▶ **Task directions**: Write the records out again exactly, leaving no images in.
— START Material supplied —
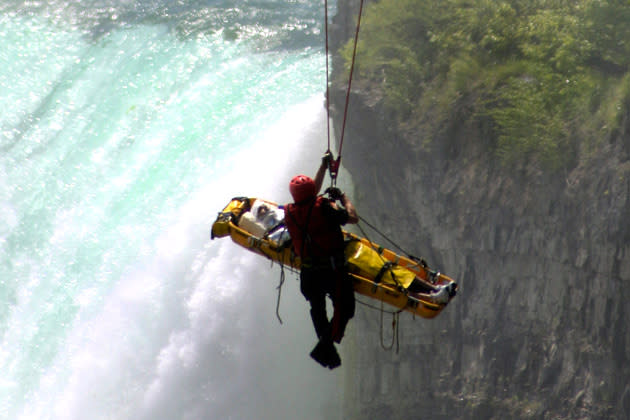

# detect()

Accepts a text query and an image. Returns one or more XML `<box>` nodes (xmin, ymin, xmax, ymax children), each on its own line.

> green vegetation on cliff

<box><xmin>342</xmin><ymin>0</ymin><xmax>630</xmax><ymax>169</ymax></box>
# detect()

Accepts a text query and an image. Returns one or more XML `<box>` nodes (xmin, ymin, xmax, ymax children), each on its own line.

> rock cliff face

<box><xmin>332</xmin><ymin>2</ymin><xmax>630</xmax><ymax>420</ymax></box>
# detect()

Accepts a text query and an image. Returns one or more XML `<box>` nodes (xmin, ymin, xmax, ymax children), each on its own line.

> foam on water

<box><xmin>0</xmin><ymin>2</ymin><xmax>342</xmax><ymax>420</ymax></box>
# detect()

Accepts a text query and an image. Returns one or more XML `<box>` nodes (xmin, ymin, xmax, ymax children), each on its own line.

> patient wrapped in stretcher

<box><xmin>239</xmin><ymin>200</ymin><xmax>290</xmax><ymax>245</ymax></box>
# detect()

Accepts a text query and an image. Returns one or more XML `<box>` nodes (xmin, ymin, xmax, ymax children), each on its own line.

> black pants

<box><xmin>300</xmin><ymin>264</ymin><xmax>355</xmax><ymax>343</ymax></box>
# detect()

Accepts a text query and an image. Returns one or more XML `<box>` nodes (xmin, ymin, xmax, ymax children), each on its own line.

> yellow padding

<box><xmin>345</xmin><ymin>241</ymin><xmax>416</xmax><ymax>288</ymax></box>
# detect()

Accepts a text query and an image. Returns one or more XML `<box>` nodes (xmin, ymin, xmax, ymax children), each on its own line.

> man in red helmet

<box><xmin>284</xmin><ymin>153</ymin><xmax>359</xmax><ymax>369</ymax></box>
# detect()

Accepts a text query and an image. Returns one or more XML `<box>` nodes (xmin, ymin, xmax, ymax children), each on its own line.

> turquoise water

<box><xmin>0</xmin><ymin>0</ymin><xmax>342</xmax><ymax>420</ymax></box>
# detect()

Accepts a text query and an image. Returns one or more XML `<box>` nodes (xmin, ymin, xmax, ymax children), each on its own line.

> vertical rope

<box><xmin>324</xmin><ymin>0</ymin><xmax>330</xmax><ymax>152</ymax></box>
<box><xmin>338</xmin><ymin>0</ymin><xmax>363</xmax><ymax>161</ymax></box>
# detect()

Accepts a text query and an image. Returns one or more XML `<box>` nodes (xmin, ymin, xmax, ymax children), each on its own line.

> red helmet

<box><xmin>289</xmin><ymin>175</ymin><xmax>317</xmax><ymax>203</ymax></box>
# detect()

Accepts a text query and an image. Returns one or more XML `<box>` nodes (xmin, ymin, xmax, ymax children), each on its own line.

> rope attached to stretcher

<box><xmin>324</xmin><ymin>0</ymin><xmax>364</xmax><ymax>187</ymax></box>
— END Material supplied —
▶ **Answer**:
# detect()

Accepts a text query and an image. Returns one or more XML `<box>` nodes (xmin, ymin, xmax, ymax children), each on its own line.

> green vegetation on cliff

<box><xmin>342</xmin><ymin>0</ymin><xmax>630</xmax><ymax>169</ymax></box>
# detect()

Accepts a text query and an image. Returns one or more XML `<box>` nodes (xmin, ymin, xmax, ymax children), each on its own line.

> rock cliff face

<box><xmin>332</xmin><ymin>2</ymin><xmax>630</xmax><ymax>420</ymax></box>
# detect()

Accepts a text query and an image. Returns one or more XML `<box>` nodes (xmin, ymin, xmax, ymax children), each on its own line.

> foam on water

<box><xmin>0</xmin><ymin>2</ymin><xmax>342</xmax><ymax>420</ymax></box>
# detect()

Accepts a text query and an image. Returns one or more XML `<box>` nodes (xmin, ymin, xmax, ymax children), each on its own line.

> patient wrapped in stretcher

<box><xmin>239</xmin><ymin>200</ymin><xmax>290</xmax><ymax>245</ymax></box>
# detect()

Accepts a text query and an image. Returns one or more XML `<box>` nodes (xmin, ymin, xmax, ymax children), each on its own line.

> black pants

<box><xmin>300</xmin><ymin>264</ymin><xmax>355</xmax><ymax>343</ymax></box>
# detect()

Accepts a text query and an image. Returns one or more XML `<box>` nodes (xmin, ymin, xmax, ymax children), each on its own line.

> yellow padding

<box><xmin>345</xmin><ymin>241</ymin><xmax>416</xmax><ymax>288</ymax></box>
# detect()

Accepts a text query and an image. Returns one or more XML `<box>` nodes (xmin, ymin, xmax, ymax children), each on its own line.

> man in red helmet

<box><xmin>284</xmin><ymin>153</ymin><xmax>359</xmax><ymax>369</ymax></box>
# detect()

Accepts a text query and an image. Returns one or more XML `<box>` nodes (xmin, ymin, xmax, ymax children), each on its own line.

> turquoise water

<box><xmin>0</xmin><ymin>0</ymin><xmax>342</xmax><ymax>420</ymax></box>
# detect()

Accepts a text query and an image. Returns one or more XML `<box>` nodes (xmin, ymin, xmax, ymax children), each on its own line.

> vertical rope

<box><xmin>324</xmin><ymin>0</ymin><xmax>330</xmax><ymax>152</ymax></box>
<box><xmin>338</xmin><ymin>0</ymin><xmax>363</xmax><ymax>161</ymax></box>
# detect()

Accepts a text query and an image. Returns one or more XML `<box>` nodes (xmin, ymin, xmax, ymax children), each on its own line.

> red helmet

<box><xmin>289</xmin><ymin>175</ymin><xmax>317</xmax><ymax>203</ymax></box>
# detect()

Accepts a text query and an image. Returns one or more XML `<box>` nodes (xmin, ymin, xmax, ymax children), each on its own line.

> rope attached to stretcher

<box><xmin>324</xmin><ymin>0</ymin><xmax>364</xmax><ymax>187</ymax></box>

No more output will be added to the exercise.